[TASK BRIEF]
Which lines of the records contain the word "awning", matching case? List each of those lines in full.

┌──

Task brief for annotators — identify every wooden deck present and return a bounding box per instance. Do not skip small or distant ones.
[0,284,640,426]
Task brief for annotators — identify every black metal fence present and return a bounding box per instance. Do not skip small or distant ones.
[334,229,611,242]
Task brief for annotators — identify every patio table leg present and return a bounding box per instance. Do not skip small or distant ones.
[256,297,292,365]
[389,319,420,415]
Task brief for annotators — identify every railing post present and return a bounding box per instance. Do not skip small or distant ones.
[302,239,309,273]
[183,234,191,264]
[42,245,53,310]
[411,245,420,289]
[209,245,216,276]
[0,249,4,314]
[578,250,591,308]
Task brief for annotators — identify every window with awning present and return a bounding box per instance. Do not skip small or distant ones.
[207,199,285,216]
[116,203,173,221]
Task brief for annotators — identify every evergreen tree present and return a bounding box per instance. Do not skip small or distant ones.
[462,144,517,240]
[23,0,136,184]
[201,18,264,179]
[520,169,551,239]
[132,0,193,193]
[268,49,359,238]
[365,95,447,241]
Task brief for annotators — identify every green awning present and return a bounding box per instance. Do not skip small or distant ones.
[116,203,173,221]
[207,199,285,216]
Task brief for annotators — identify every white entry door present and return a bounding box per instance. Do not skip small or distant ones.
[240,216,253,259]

└──

[ANSWER IN FULL]
Task brief for annotators — identify every window with awning present and return a bounding box per instance. Do not skip small or distant ones.
Task brief for annotators — identify every green awning present and return a bounding box per instance. Do not skip small or distant ones.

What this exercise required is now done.